_TASK TO CARRY OUT_
Only the lines from the one containing "Check that every instance of the gray sofa" to the end of the records belong in the answer; repeat them exactly and drop the pictures.

_INFORMATION PROVIDED_
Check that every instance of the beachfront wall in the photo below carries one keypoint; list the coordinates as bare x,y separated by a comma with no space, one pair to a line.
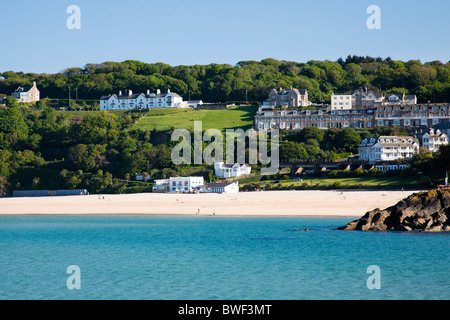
46,193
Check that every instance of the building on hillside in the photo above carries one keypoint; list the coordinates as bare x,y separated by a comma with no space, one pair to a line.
229,170
399,98
366,99
341,101
178,184
142,101
413,115
444,127
222,187
433,139
388,148
27,94
288,97
267,119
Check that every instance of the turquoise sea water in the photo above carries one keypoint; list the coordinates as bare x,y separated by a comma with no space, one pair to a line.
193,257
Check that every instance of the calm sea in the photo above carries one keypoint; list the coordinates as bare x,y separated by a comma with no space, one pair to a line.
206,258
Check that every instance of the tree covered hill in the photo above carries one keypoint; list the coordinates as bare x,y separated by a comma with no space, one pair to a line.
430,81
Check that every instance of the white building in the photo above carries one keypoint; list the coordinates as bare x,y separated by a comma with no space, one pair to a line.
341,101
228,170
178,184
27,94
432,140
388,148
142,101
225,187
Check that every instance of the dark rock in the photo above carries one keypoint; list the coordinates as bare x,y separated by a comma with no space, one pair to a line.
424,211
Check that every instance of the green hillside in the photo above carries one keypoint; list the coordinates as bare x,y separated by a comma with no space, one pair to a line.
232,118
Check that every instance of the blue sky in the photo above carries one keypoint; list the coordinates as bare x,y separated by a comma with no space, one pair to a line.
180,32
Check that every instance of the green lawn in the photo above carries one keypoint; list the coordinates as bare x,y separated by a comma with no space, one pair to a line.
232,118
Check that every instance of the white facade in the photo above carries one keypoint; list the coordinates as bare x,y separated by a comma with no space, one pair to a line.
388,148
341,101
178,184
27,94
228,170
142,101
432,140
227,187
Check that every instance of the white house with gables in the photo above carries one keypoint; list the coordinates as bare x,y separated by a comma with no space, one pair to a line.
388,148
432,139
222,187
142,101
228,170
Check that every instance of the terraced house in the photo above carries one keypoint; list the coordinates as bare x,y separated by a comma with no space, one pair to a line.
412,115
388,148
267,119
142,101
288,97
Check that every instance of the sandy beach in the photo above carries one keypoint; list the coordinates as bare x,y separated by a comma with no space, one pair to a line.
266,203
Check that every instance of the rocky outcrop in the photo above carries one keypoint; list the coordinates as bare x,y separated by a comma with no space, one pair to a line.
424,211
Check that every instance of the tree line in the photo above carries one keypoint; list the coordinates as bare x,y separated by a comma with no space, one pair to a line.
247,80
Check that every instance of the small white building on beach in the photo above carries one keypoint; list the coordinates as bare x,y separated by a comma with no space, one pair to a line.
223,187
229,170
178,184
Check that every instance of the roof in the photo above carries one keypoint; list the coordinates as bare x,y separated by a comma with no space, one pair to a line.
219,184
23,89
369,142
285,92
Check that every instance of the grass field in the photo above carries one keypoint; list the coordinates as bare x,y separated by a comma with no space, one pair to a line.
232,118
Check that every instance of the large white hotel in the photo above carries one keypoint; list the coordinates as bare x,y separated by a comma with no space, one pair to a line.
144,101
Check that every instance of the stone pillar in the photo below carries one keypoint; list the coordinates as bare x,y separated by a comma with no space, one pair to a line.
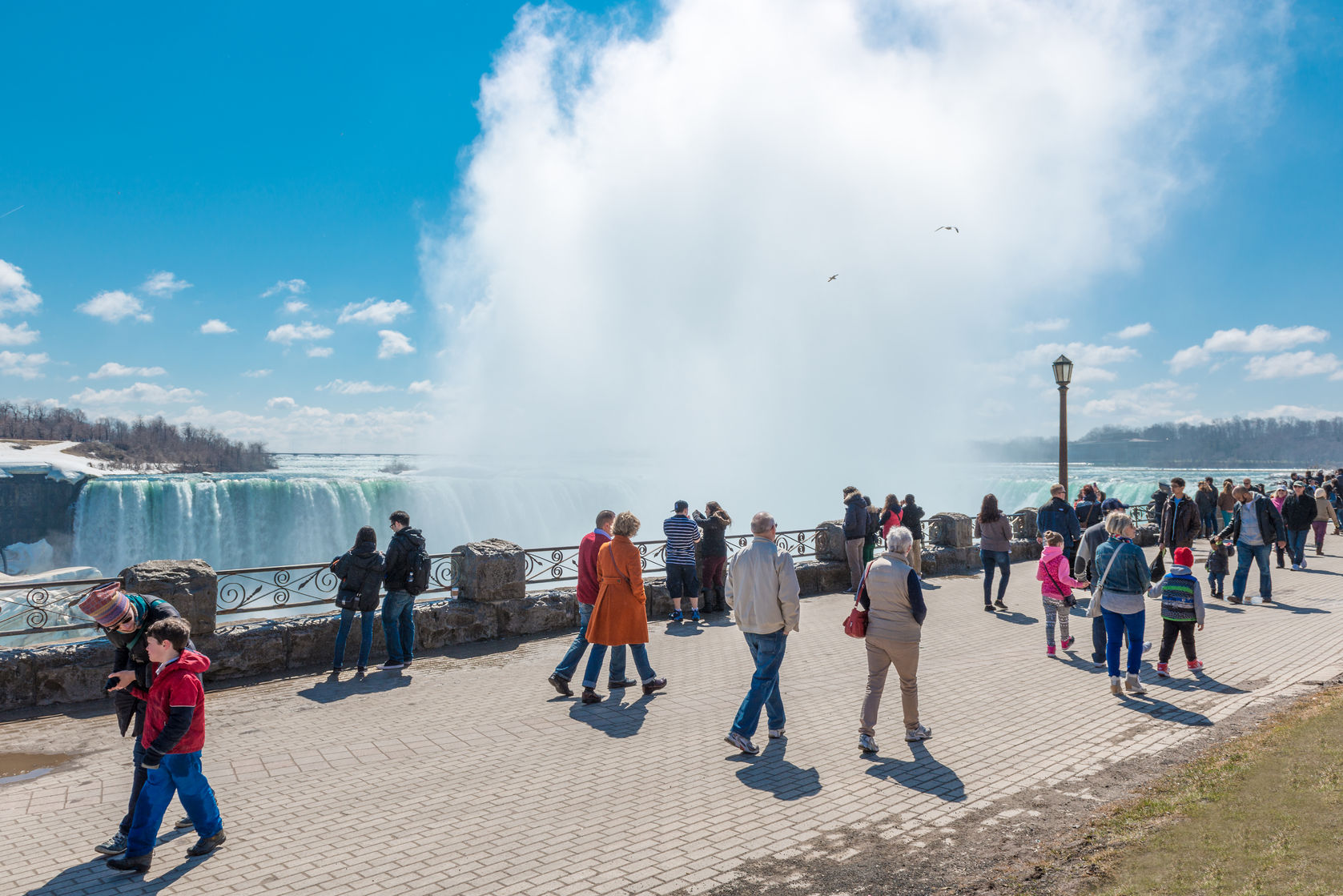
493,570
190,586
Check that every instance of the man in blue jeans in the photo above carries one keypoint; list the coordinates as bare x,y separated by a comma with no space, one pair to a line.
762,590
399,604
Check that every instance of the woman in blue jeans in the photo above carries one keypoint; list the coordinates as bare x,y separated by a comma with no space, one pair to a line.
360,573
1122,578
994,532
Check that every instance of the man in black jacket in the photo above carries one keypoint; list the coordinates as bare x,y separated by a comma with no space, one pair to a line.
399,605
124,620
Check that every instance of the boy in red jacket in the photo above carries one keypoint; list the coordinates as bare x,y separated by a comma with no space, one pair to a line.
175,733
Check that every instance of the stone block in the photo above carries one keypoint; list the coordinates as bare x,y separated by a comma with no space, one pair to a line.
191,586
492,570
830,541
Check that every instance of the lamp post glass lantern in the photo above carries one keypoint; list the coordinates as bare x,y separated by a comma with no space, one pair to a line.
1063,375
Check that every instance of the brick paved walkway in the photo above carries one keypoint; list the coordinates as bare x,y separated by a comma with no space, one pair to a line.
469,775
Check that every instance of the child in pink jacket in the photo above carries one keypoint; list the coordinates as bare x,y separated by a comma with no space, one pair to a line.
1056,589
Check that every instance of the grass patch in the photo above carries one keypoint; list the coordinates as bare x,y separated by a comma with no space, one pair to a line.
1255,816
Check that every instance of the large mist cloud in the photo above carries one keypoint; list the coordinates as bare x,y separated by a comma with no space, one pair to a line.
638,259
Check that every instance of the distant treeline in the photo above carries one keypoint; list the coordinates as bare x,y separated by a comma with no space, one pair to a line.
140,444
1236,442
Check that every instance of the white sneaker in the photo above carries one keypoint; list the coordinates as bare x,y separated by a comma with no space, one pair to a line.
922,733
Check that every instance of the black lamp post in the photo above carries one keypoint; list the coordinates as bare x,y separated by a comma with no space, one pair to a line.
1063,375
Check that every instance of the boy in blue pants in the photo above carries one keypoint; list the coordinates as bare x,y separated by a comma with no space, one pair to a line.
174,737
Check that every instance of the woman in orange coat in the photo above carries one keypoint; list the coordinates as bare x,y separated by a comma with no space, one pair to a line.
619,616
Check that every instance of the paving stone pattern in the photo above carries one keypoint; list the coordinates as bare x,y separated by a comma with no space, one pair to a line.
468,774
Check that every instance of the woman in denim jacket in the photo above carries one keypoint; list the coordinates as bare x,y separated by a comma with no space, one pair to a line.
1122,579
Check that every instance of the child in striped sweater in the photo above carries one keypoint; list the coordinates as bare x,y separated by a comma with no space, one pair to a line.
1182,609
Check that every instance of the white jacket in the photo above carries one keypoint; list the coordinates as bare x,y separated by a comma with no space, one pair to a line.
762,589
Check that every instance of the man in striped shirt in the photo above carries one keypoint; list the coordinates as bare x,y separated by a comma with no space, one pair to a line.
682,533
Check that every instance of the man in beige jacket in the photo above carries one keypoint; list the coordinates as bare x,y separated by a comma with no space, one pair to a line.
762,590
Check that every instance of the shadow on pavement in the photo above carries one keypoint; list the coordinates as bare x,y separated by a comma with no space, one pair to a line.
923,773
770,771
613,717
331,688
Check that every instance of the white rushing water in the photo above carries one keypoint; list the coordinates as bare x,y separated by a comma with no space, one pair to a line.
309,509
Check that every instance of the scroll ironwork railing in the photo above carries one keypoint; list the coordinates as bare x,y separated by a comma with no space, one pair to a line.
561,565
309,585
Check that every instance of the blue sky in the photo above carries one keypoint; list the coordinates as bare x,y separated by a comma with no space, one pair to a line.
269,156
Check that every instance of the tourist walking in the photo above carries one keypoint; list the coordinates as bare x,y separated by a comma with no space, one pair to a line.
360,573
854,532
621,613
994,532
174,737
911,517
1180,519
763,594
1120,585
587,590
1056,590
406,552
714,552
1056,515
1299,512
1182,610
892,596
1255,525
1226,503
125,621
682,533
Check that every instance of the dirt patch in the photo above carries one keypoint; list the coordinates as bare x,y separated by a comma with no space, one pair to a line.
1031,842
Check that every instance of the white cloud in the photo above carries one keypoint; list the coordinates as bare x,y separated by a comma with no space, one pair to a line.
1045,327
374,311
19,335
1291,364
163,285
292,287
113,368
289,333
115,305
394,344
1265,337
1134,332
361,388
16,295
26,367
141,392
1056,135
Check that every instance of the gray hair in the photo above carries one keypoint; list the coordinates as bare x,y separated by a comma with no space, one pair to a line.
900,539
762,523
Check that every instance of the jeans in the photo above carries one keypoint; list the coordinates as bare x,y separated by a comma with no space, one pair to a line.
1002,561
365,633
569,664
641,662
1297,545
399,626
179,773
767,652
1116,626
1244,554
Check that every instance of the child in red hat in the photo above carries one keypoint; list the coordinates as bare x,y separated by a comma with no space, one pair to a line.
1182,610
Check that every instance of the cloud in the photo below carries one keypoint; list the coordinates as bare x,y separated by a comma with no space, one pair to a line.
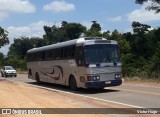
115,19
59,6
31,30
142,15
3,16
15,6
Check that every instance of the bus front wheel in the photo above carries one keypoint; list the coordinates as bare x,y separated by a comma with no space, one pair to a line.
72,83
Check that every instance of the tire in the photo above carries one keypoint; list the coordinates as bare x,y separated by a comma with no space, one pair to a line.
37,78
72,83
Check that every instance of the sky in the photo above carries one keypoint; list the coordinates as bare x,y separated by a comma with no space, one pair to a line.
27,17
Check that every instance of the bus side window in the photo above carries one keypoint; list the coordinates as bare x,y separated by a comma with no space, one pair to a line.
79,56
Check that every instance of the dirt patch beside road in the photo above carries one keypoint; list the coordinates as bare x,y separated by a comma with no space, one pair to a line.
17,95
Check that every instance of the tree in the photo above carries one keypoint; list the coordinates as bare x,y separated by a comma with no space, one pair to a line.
154,6
94,31
3,37
1,59
23,44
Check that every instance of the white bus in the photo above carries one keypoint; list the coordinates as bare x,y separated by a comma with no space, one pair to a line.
79,63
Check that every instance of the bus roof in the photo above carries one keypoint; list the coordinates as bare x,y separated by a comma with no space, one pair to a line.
77,42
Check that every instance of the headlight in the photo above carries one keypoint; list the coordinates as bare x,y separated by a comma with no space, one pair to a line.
93,78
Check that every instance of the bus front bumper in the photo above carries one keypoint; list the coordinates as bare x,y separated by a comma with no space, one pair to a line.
102,84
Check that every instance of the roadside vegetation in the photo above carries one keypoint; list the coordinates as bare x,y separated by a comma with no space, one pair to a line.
140,50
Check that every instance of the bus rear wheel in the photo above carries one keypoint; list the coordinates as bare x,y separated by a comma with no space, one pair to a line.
72,83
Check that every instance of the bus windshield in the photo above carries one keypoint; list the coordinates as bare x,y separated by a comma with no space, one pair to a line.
102,53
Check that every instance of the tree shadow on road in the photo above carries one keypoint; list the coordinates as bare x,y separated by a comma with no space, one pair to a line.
78,91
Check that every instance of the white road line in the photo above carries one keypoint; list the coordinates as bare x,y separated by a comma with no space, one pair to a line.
133,106
140,86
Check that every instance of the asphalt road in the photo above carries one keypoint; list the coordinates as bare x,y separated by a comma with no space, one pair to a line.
129,95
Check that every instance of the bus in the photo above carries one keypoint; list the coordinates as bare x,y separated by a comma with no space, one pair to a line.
89,62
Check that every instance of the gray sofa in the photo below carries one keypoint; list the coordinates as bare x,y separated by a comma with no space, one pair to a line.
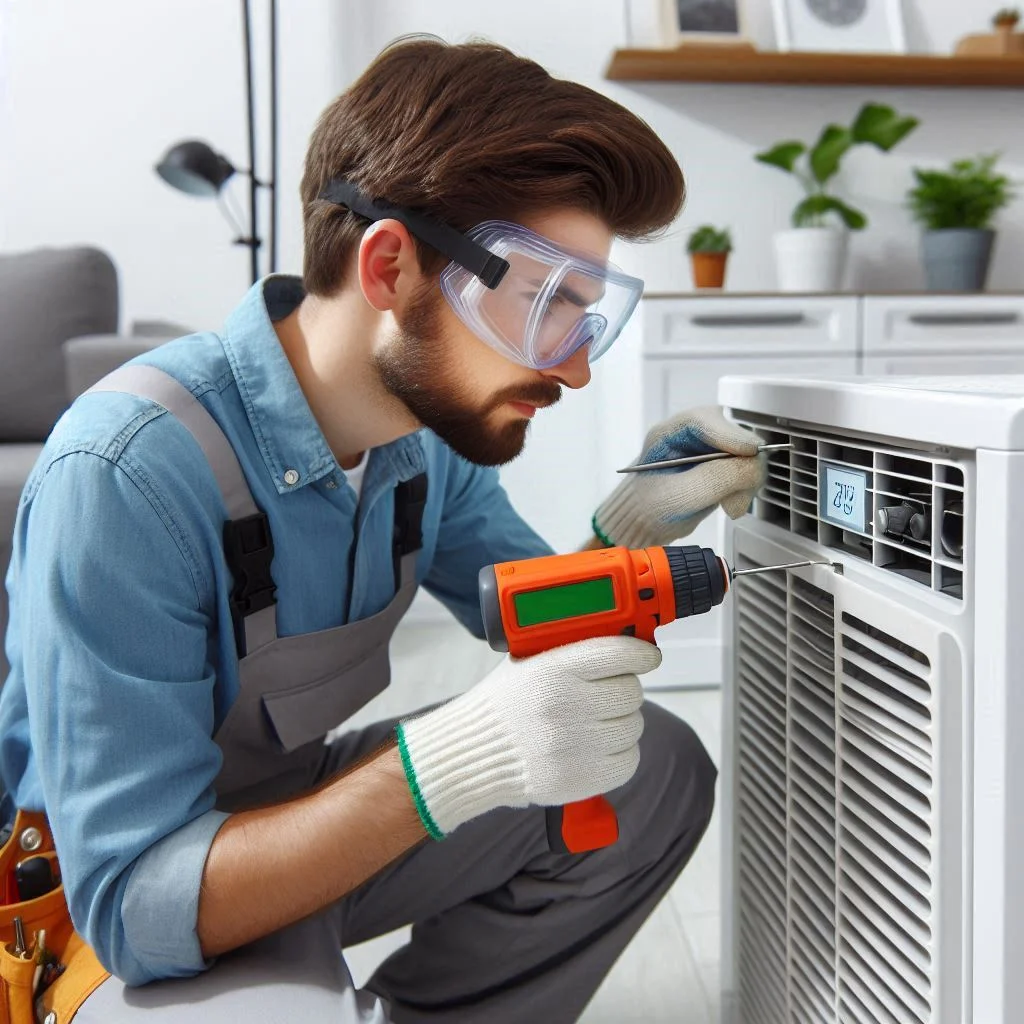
58,324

_SOLUTION TO THIS EXERCISE_
Check that every instance of the gray sofa in the photo below carries one keypoint; list the coordinates as bare x,y separated by a comma with no space, one pair to a line.
58,324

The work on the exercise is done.